> [Source passage]:
****************************************

Tjipetir mystery: Why are rubber-like blocks washing up on beaches?
- Published
For the past few years, 100-year-old rubber-like blocks from Indonesia have been mysteriously washing up on beaches in the UK and northern Europe. The Titanic has been suggested as one of the possible sources - but now a beachcomber says she may have solved the puzzle of the Tjipetir blocks.
In the summer of 2012, Tracey Williams was walking her dog along a beach near her home in Newquay, Cornwall, when she spotted a black tablet on the sand, made of something resembling rubber.
It looked like a large chopping board and the word "Tjipetir" was engraved into it. Weeks later, she found another such curiosity on a different beach alongside bales of rubber, washed up in a cove.
Her curiosity piqued, she began to research the origins of these mysterious blocks. What she learned included stories of shipwrecks, an infamous World War One tragedy and the Titanic.
It also transpired that these blocks had been appearing on beaches across northern Europe, baffling everyone who had found them.
There has been speculation in the press as to the source of the washed-up blocks, with the Daily Mail, external and the Times, external recently running articles. The French press, external covered the story in April also.
But Williams believes she has worked out the source of the mystery - and it matches what the UK authorities think too.
The word Tjipetir turned out to be that of a rubber plantation in West Java, Indonesia, which operated in the late 19th and early 20th centuries.
The blocks were not strictly rubber - they are most likely gutta-percha, the gum of a tree found in the Malay Peninsula and Malaysia. It was used in the 19th and first half of the 20th centuries to insulate telegraph cables on the seabed.
Before modern plastic began to be widely used, gutta-percha was also made into such items as golf balls, teddy bear noses, picture frames and jewellery, among many others.

****************************************

> [Data lines]:
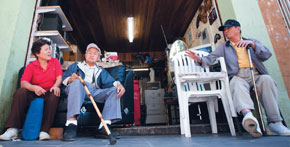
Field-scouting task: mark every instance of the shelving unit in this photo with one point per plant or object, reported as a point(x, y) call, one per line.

****************************************

> [Requirements]:
Extend the article on the Tjipetir blocks washing up on beaches, picking up after its last sentence.

> [Reply]:
Williams began charting her progress on a Facebook page,, external which led to many people coming forward to reveal their own gutta-percha finds, often made when they were cleaning their local beach.
These were not only around England and Wales but also in Shetland, the Channel Islands, Spain, France, the Netherlands, Germany, Norway, Sweden and Denmark.
Along with these blocks, bales and rolls of rubber are also being washed up.
There has been speculation that the gutta-percha could be coming from the wreck of the Titanic. "A French newspaper covered the story and reported that the Titanic had been carrying gutta-percha," Williams said.
"I checked the ship's manifest, external and discovered that it had indeed been carrying gutta-percha and bales of rubber. There was much wild press speculation about this afterwards."
Then, in the summer of 2013, Williams had a breakthrough.
She was contacted separately by two people - who did not want to be named - and both pinpointed one wreck as the source. They knew of a salvage company carrying out recovery of cargo from Japanese liner the Miyazaki Maru, which had sunk during World War One. It had been carrying the Tjipetir blocks.
It sank 150 miles (241.5km) west of the Isles of Scilly.
Miyazaki Maru
Built in 1909 in Kobe, Japan
Ocean liner of 8,520 tons
Sunk on 31 May, 1917 during a voyage from Yokohama to London by German submarine U-88
Was carrying cargo and passengers - eight people died
Now situated 150 miles (241.5km) west of the Scilly Isles
Source: Wrecksite, external
"I was told that when salvage work is done, the cargo they are looking for is pulled out in large amounts, and the gutta-percha and rubber bales have been released from the ship's hold as a result," Williams said.
"So both my sources told me that shipwreck is where those items are mainly coming from. I've been shown evidence supporting this."
But Williams isn't the only person who thinks the gutta-percha is coming from the Miyazaki Maru.
The government's Receiver of Wreck, Alison Kentuck, the official who administers wreck and salvage laws within UK territorial waters, also says it is most likely the blocks are indeed cargo from that ship.
"When we are made aware of wreckage we conduct research to find the owner," she said. "We look at the age of the items, where they could have come from and examine any markings.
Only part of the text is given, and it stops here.